Instructions for the task: Which lines in the entries below contain the string "query"? Pull out each one and copy it in full, treating uppercase and lowercase as different.

Working data:

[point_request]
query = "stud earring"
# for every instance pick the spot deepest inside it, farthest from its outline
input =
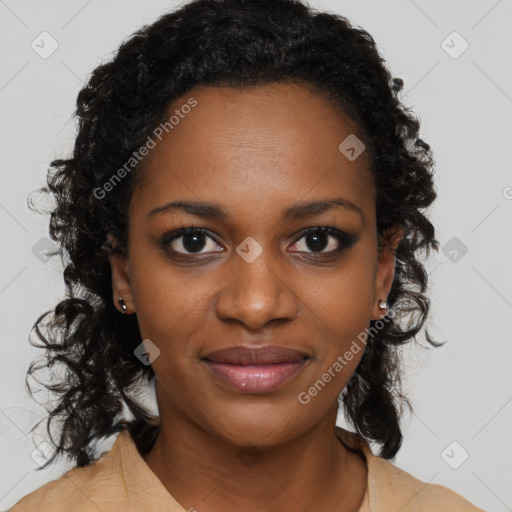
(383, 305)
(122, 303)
...
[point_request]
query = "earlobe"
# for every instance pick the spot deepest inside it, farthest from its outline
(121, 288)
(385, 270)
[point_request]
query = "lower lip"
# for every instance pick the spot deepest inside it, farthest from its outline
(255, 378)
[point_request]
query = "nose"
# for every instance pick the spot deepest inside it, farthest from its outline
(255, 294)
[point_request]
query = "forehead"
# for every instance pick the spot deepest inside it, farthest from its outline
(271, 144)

Answer for this exercise:
query = "stud earring"
query = "earlobe"
query = "lower lip"
query = "nose"
query = "forehead"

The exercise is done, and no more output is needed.